** START OF Document section **
August 21, 2007 00:00:00


Shakahwat Hossain
The International Monetary Fund (IMF) will discuss a number of issues with government officials during the forthcoming visit of its team to Dhaka.
The Washington-based multilateral lending agency will like to know from the government about the revenue impact of its on-going anti-corruption drive and the projection thereof for the current fiscal.
Other issues, which would come up for discussions in the meetings will include the planned changes in land valuation and projected revenue collection, subsequent to such changes, in the current fiscal, government plans to expedite the process of implementing projects under the Annual Development Programme (ADP) and financial operational improvements of the loss-making Bangladesh Petroleum Corporation (BPC).
The IMF team to be led by Asia Pacific adviser Thomas Rumbough is scheduled to visit the capital from September 4-18 to initiate discussions with the present government on a 'possible successor' to the Poverty Reduction Growth Facility (PRGF) arrangement, sources added.
The country is finalising the signing of a fresh agreement with IMF-Policy Support Instrument (PSI)- after the PRGF expired June last. Unlike the PRGF, the IMF will only review the country's economy under the PSI that will send signals to other donor agencies.
Besides, the IMF will also focus on the flood and government plans on post-flood rehabilitation strategies, apart from other issues.
It would specially like to know whether the government required any additional external fund beyond the budgetary assistance to recoup the losses caused by this year's flood.
"Is any additional external financing expected beyond what was already in the budget on account of the recent flood," IMF raised this question in its paper that has more than a dozen points for discussions.
The government has already sought US$ 150 million additional budgetary assistance from the donor countries and agencies at a meeting with local consultative group (LCG).
** END OF Document section **
** START OF Entries provided **
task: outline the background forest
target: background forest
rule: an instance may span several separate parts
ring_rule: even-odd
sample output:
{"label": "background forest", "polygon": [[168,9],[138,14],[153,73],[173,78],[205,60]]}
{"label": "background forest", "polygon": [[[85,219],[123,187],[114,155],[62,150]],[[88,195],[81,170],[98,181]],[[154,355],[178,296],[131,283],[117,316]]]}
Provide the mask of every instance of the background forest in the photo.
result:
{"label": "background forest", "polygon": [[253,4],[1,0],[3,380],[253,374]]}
** END OF Entries provided **
→ **Your tasks**:
a - According to the IMF visit article, who will lead the IMF team to Dhaka?
b - Reproduce the part of the IMF visit article starting at "The Washington-based multilateral" and ending at "the current fiscal.", substituting "anti-graft campaign" for "anti-corruption drive".
c - Resume the IMF visit article after its final sentence.

→ **In response**:
a - Asia Pacific adviser Thomas Rumbough.

b -
The Washington-based multilateral lending agency will like to know from the government about the revenue impact of its on-going anti-graft campaign and the projection thereof for the current fiscal.

c -
It needs the fund to help achieve the projected growth rate and maintain macroeconomic stability, following a major shock that the economy has received from the current floods.
The government has diverted budgetary allocation equivalent to 0.8 per cent of the gross domestic product (GDP) to recoup the losses caused by the flood.
Without the additional fund, the government will have to depend on excessive local borrowing, which will fuel inflation, slow down private sector investment and its growth and affect implementation of ADP, competent sources said.
Another issue of consequence to come up in discussions with the IMF team will relate to review of overall public expenditure in the current fiscal.
In this connection, the ADP implementation has become a major cause of concern for the government as a substantial part of the revised ADP could not be implemented last year.
The last IMF mission visited the capital in connection of the PRGF April last.
Under the PRGF, the country was to receive $590.7 million that included $78.7 million under Trade Integration Mechanism (TIM) credit. The Fund released about US$467.4 million until October 2006 in five PRGF installments. It, however, did not release the sixth PRGF installment.